- Source records
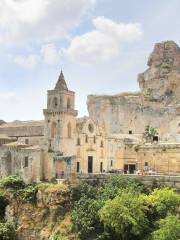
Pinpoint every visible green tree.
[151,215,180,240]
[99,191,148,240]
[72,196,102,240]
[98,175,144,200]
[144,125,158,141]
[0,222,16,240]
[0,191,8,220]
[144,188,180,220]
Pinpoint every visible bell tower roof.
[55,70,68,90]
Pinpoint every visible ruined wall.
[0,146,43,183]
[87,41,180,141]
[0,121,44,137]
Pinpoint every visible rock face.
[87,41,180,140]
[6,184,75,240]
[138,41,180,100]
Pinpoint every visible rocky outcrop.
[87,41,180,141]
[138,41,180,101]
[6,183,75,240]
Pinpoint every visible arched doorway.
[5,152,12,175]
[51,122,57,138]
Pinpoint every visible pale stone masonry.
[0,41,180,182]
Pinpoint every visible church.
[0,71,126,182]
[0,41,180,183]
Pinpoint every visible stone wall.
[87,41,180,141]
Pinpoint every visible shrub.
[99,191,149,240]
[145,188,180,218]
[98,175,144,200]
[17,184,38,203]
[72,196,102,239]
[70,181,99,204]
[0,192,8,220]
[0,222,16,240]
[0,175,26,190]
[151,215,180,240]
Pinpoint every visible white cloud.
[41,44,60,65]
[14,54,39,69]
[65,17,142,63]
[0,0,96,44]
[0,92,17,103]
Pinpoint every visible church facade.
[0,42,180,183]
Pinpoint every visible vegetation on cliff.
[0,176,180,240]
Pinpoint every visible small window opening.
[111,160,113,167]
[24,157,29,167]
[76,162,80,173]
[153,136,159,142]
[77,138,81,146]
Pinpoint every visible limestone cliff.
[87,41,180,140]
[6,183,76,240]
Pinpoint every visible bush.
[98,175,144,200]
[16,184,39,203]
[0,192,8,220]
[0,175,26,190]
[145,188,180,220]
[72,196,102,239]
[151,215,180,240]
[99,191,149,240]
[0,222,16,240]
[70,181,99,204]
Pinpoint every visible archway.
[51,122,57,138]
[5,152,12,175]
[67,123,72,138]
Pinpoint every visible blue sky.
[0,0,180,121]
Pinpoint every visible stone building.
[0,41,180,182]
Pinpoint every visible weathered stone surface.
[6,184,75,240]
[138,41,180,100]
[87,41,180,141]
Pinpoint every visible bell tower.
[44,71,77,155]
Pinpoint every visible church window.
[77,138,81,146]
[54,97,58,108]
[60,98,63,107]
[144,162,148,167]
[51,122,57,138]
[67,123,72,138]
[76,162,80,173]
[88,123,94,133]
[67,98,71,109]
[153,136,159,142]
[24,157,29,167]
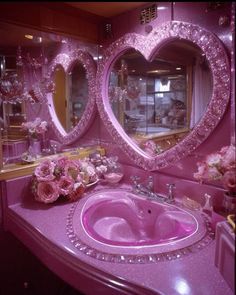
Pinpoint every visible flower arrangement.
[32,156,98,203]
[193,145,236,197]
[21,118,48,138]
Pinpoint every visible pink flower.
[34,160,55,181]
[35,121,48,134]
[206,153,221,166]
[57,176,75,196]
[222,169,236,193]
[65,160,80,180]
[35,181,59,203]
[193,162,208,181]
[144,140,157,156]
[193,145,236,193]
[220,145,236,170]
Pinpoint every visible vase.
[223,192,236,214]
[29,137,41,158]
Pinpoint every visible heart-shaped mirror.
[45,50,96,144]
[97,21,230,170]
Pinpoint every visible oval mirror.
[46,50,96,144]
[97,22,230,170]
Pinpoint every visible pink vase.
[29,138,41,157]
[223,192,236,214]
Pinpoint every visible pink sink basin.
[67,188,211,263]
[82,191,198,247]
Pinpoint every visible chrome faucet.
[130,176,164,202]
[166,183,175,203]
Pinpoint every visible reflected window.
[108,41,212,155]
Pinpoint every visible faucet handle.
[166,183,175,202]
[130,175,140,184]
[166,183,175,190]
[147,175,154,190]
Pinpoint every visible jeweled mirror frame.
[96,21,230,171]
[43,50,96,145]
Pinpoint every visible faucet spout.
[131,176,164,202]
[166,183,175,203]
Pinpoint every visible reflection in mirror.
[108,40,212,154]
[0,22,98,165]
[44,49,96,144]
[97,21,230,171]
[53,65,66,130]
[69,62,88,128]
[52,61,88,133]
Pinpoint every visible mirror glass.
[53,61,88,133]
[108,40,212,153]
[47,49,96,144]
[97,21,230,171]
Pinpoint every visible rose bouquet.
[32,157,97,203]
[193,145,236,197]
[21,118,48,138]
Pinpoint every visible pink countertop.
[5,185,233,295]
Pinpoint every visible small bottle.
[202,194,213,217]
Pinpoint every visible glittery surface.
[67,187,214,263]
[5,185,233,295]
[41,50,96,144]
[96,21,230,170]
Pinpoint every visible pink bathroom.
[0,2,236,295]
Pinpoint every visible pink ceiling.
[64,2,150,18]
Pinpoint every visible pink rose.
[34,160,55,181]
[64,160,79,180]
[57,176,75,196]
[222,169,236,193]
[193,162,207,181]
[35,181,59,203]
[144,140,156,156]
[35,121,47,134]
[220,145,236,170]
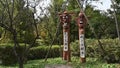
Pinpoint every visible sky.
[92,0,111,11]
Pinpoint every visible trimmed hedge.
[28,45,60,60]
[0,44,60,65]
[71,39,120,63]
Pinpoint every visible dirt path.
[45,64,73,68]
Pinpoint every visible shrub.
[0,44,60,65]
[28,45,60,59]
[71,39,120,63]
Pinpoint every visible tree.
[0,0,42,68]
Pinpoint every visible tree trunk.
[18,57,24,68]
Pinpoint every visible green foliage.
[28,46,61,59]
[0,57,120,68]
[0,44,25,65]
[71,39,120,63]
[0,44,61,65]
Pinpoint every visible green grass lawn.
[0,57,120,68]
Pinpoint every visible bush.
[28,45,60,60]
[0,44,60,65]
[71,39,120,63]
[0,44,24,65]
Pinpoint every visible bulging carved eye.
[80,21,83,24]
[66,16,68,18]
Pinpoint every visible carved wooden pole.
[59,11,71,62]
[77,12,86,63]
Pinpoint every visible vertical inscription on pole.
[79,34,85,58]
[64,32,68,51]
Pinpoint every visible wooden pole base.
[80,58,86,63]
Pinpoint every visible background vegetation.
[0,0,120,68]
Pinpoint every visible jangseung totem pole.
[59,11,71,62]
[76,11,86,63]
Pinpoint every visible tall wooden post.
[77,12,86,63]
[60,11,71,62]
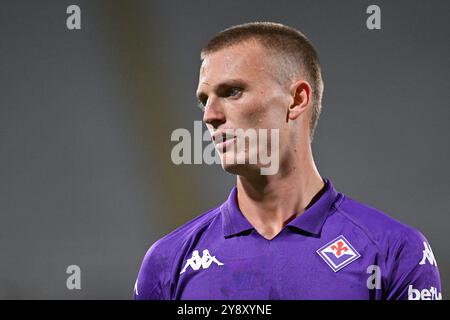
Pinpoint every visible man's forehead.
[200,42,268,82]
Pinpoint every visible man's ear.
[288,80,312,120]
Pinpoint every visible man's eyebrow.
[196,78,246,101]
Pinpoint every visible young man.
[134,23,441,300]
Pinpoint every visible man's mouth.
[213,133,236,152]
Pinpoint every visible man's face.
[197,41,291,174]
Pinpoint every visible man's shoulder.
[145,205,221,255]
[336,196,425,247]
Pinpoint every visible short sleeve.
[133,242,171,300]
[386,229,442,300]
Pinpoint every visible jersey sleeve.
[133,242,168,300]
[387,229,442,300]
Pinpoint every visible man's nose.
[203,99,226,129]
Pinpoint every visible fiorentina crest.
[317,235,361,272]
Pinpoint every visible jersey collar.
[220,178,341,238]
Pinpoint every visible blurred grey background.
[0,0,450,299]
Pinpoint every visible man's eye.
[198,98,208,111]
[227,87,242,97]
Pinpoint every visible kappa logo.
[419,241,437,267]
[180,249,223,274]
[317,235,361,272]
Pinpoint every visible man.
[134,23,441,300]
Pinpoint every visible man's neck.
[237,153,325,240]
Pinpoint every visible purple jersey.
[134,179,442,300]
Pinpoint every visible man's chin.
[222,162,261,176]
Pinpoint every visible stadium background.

- Task goal
Copy out only the records above from the line with "Pinpoint every visible man's shoulder." through the line with "[387,229,442,300]", requests included, and shift every bounding-box coordinate in them by -72.

- Result
Pinpoint every visible man's shoulder.
[73,133,149,183]
[264,124,353,175]
Pinpoint every visible short sleeve.
[61,170,99,228]
[314,157,370,228]
Pinpoint every visible jersey sleeve.
[61,170,96,228]
[315,157,370,228]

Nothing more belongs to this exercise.